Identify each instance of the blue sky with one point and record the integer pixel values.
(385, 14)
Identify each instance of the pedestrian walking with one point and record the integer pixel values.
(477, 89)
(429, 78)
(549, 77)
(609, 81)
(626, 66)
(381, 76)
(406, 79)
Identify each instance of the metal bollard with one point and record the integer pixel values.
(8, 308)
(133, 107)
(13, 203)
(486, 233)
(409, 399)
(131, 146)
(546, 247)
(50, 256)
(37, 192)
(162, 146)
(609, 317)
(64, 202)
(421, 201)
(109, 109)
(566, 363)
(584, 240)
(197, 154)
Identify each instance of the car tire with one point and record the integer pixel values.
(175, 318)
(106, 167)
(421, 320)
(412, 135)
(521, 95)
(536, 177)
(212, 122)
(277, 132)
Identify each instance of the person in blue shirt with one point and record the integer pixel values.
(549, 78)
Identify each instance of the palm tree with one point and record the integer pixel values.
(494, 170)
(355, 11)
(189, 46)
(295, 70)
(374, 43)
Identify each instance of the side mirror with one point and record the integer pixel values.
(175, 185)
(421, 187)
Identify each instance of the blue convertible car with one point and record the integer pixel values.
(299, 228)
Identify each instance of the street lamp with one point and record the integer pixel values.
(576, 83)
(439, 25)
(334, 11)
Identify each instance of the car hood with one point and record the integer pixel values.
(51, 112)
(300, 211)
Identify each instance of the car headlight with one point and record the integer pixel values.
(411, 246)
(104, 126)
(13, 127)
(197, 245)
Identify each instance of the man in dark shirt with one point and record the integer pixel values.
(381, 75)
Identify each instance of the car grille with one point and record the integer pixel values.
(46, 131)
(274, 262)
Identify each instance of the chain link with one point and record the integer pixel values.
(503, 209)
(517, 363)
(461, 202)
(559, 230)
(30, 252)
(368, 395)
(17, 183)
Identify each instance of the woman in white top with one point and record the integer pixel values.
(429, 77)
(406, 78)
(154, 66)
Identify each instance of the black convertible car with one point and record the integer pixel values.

### WORK ORDER
Retype the listing above word for word.

### RESPONSE AREA
Identify each instance of the blue sky with one point and record the integer pixel values.
(385, 14)
Identify each instance of the pedestrian walking with one point and record the integer pixel values.
(477, 89)
(429, 78)
(549, 77)
(609, 81)
(626, 66)
(381, 76)
(406, 79)
Identify each instance of the metal bollard with one point and record the integer pixel values.
(8, 308)
(133, 107)
(13, 203)
(486, 233)
(409, 399)
(131, 146)
(546, 247)
(50, 256)
(37, 192)
(162, 146)
(609, 317)
(64, 202)
(421, 201)
(109, 109)
(566, 363)
(584, 240)
(197, 154)
Identify each instance of the car tire with one point and record the integer pixel values.
(175, 318)
(106, 167)
(421, 320)
(412, 135)
(521, 95)
(536, 177)
(212, 122)
(277, 132)
Identify each instance of the person in blue shirt with one point and record the integer pixel values.
(549, 78)
Identify each instance of the palm tree with one point and record the integer pixel values.
(494, 170)
(355, 11)
(189, 46)
(295, 70)
(374, 43)
Identify each instance of the side mirror with one point and record the integer pixel values.
(175, 185)
(421, 187)
Identify each instance of the blue convertible car with one point and record the integer pixel values.
(299, 228)
Identify each instance of the street lamp with one point and record the integer pixel values.
(576, 83)
(439, 25)
(334, 11)
Identify each instance of the car hood with one point and record the integer pixel values.
(51, 112)
(300, 211)
Identify each instance of the car headlight with one point and record the integer pixel values.
(411, 246)
(104, 126)
(13, 127)
(197, 245)
Identify each instance of the man in dark shirt with one point and record the integer pixel values.
(381, 75)
Identify each instance of the car grille with one point and record the integer pixel values.
(46, 131)
(274, 262)
Identify each instance of the chain link with one point and record the integer pixel values.
(503, 209)
(517, 363)
(461, 202)
(559, 230)
(30, 252)
(368, 395)
(17, 183)
Identify each instance of the woman in white top with one point and record the integer pixel values.
(429, 77)
(406, 78)
(154, 66)
Identify each instance of the black convertible car with one point and record the integer pixel values.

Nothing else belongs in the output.